* _What is expected_
Match on the string "soil" in the entries below and return every matching line.

Available data below:

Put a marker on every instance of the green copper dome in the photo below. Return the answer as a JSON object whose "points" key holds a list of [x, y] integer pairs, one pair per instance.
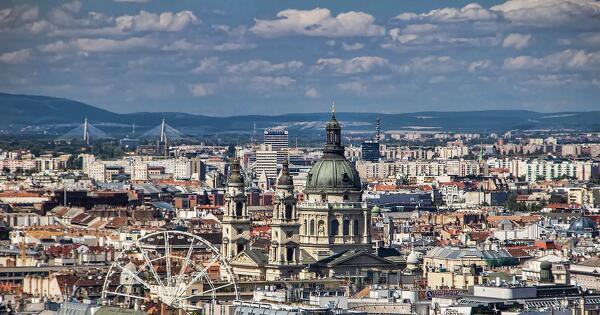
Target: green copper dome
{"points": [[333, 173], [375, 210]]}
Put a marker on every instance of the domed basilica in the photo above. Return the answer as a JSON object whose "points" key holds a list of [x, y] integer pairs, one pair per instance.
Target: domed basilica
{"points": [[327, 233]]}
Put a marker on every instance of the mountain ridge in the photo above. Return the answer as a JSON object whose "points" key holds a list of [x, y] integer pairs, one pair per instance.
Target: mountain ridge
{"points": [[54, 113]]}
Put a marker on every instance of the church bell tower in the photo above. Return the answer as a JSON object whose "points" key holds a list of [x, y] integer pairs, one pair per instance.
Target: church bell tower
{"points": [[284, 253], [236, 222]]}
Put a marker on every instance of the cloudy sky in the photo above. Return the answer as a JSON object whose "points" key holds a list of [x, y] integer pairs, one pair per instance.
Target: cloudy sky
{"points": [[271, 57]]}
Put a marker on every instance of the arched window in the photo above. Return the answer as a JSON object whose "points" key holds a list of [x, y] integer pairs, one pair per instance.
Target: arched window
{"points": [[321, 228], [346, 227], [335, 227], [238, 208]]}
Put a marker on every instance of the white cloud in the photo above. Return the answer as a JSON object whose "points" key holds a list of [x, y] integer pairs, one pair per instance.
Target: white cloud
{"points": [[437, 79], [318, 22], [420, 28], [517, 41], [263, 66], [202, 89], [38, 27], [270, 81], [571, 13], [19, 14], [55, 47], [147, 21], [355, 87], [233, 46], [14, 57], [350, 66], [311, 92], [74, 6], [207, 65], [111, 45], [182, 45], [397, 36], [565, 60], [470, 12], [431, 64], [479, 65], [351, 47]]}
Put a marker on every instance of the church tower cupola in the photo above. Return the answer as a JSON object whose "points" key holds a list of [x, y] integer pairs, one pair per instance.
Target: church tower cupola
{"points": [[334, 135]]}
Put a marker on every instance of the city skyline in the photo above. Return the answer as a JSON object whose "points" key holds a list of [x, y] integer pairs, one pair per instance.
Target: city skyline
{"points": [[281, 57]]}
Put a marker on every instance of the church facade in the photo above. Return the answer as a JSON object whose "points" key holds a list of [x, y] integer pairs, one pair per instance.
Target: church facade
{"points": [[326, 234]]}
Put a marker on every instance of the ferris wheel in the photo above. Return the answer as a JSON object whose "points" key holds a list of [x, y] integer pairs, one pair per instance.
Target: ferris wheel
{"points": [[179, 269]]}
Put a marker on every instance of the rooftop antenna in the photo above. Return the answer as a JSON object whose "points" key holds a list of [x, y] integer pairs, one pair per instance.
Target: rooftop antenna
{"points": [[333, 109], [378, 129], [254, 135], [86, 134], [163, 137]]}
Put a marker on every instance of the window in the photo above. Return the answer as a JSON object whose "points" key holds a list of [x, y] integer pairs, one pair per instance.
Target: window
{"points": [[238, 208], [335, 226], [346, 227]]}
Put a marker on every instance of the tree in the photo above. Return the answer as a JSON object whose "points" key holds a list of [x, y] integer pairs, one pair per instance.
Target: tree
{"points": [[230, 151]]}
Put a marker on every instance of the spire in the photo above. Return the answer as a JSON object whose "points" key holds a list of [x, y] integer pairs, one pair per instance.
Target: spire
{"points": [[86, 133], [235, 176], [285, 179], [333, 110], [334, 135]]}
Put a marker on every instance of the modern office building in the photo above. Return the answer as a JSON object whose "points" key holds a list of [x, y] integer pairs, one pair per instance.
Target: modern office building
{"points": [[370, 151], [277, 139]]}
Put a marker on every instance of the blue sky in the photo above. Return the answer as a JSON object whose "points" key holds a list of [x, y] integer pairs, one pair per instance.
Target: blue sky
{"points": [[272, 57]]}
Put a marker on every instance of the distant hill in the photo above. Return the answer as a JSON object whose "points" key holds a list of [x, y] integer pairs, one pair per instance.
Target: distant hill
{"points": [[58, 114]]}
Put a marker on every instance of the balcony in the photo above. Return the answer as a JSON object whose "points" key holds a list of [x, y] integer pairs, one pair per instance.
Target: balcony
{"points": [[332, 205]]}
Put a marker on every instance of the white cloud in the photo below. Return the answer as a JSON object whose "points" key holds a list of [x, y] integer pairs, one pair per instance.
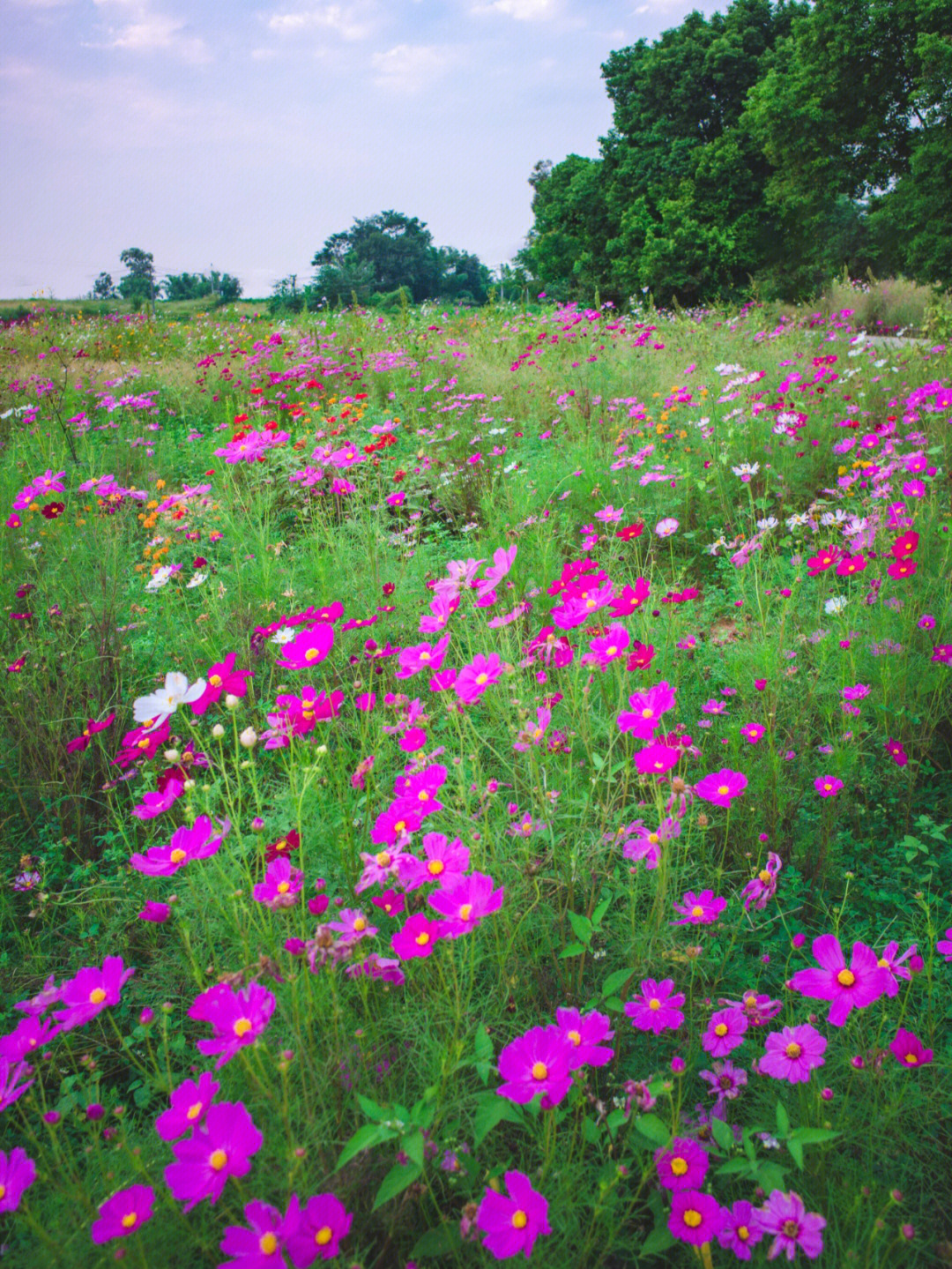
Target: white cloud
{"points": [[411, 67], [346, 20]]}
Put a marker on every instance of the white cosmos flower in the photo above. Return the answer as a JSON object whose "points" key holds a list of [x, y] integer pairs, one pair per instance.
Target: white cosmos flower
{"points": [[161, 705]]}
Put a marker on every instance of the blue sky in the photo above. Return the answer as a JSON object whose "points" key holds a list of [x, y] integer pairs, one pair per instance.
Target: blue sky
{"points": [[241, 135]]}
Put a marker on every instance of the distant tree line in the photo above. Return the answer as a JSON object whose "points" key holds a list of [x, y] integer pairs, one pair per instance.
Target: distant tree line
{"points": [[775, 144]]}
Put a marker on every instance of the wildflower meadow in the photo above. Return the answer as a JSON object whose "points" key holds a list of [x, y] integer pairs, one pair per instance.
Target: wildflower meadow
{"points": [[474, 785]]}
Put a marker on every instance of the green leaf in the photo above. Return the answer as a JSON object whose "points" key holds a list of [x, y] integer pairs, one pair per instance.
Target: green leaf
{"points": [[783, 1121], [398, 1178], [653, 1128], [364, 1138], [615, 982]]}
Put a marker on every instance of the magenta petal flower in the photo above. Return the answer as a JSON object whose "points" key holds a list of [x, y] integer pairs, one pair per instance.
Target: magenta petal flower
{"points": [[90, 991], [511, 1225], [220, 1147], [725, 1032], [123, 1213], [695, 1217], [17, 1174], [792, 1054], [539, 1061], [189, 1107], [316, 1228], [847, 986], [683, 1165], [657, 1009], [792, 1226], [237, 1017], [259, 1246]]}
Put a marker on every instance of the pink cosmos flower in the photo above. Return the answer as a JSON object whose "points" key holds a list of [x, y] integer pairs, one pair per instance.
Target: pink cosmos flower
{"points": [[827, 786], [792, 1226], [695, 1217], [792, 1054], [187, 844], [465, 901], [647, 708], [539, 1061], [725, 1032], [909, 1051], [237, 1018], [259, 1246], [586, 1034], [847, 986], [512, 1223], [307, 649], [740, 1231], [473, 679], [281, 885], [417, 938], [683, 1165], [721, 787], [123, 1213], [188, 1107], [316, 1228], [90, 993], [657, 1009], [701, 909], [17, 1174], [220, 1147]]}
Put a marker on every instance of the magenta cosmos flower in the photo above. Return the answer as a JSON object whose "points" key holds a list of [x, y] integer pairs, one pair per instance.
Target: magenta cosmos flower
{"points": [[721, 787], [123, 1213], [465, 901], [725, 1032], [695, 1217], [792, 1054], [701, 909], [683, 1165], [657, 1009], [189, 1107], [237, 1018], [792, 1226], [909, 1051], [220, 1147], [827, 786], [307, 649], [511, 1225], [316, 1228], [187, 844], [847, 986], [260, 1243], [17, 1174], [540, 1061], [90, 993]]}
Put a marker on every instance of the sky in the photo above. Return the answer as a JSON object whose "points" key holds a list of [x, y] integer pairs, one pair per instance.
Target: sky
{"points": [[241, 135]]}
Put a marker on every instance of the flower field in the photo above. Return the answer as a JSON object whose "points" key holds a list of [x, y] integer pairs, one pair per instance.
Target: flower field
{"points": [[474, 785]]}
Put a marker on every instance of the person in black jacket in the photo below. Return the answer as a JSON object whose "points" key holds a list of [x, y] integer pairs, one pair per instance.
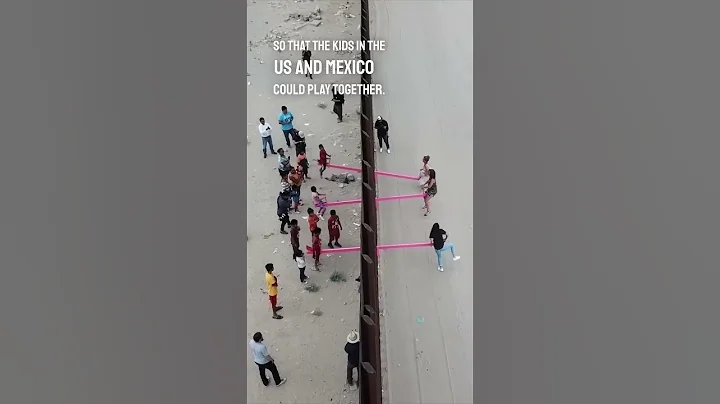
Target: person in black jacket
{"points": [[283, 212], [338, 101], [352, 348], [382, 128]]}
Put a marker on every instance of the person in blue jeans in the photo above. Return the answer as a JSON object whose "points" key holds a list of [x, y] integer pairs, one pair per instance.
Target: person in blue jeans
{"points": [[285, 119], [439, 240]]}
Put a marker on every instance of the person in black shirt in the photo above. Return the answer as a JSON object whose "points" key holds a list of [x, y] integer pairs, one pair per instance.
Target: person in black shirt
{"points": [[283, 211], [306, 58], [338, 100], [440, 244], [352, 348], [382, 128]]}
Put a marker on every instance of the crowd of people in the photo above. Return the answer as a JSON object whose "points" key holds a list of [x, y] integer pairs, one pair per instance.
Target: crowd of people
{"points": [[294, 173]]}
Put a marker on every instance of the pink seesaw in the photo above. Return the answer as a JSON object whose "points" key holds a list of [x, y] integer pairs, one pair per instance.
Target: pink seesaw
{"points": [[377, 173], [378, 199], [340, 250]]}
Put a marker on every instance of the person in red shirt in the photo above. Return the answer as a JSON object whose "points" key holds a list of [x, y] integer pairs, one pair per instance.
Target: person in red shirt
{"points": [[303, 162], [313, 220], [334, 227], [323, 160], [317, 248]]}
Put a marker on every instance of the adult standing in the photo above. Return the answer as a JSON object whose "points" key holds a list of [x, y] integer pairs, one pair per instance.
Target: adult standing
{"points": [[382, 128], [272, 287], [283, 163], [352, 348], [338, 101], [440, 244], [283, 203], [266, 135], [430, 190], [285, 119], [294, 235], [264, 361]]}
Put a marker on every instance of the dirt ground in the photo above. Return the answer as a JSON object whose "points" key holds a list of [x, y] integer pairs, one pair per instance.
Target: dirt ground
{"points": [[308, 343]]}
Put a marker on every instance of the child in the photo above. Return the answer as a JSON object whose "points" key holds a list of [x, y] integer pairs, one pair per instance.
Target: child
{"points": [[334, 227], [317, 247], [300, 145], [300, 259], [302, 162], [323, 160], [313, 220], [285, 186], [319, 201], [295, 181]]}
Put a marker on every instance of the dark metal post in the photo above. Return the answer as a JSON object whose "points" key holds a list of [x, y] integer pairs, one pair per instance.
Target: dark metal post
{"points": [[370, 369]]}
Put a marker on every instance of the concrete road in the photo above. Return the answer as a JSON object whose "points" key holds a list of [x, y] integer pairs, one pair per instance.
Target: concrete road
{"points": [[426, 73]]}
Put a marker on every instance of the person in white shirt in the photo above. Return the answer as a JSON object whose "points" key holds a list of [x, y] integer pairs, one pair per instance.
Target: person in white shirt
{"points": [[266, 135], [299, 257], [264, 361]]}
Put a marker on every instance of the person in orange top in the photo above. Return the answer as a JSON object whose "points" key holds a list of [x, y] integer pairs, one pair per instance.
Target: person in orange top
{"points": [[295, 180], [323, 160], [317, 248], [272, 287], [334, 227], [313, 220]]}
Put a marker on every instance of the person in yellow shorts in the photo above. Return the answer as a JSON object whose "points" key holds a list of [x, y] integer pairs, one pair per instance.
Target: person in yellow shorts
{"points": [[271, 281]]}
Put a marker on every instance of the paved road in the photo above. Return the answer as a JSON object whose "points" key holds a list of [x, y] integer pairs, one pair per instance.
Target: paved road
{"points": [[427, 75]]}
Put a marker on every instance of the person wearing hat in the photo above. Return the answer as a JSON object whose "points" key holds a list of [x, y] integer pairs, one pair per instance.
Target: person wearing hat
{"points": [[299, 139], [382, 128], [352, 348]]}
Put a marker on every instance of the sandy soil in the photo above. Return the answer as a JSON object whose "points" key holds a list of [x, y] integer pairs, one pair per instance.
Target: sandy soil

End of Available data.

* _Answer_
Put a marker on every instance of the sandy soil in the photo above. Return the answer as a JSON object whose "points" key holds a list of [x, y] integer pairs, one pair per instance.
Target: sandy soil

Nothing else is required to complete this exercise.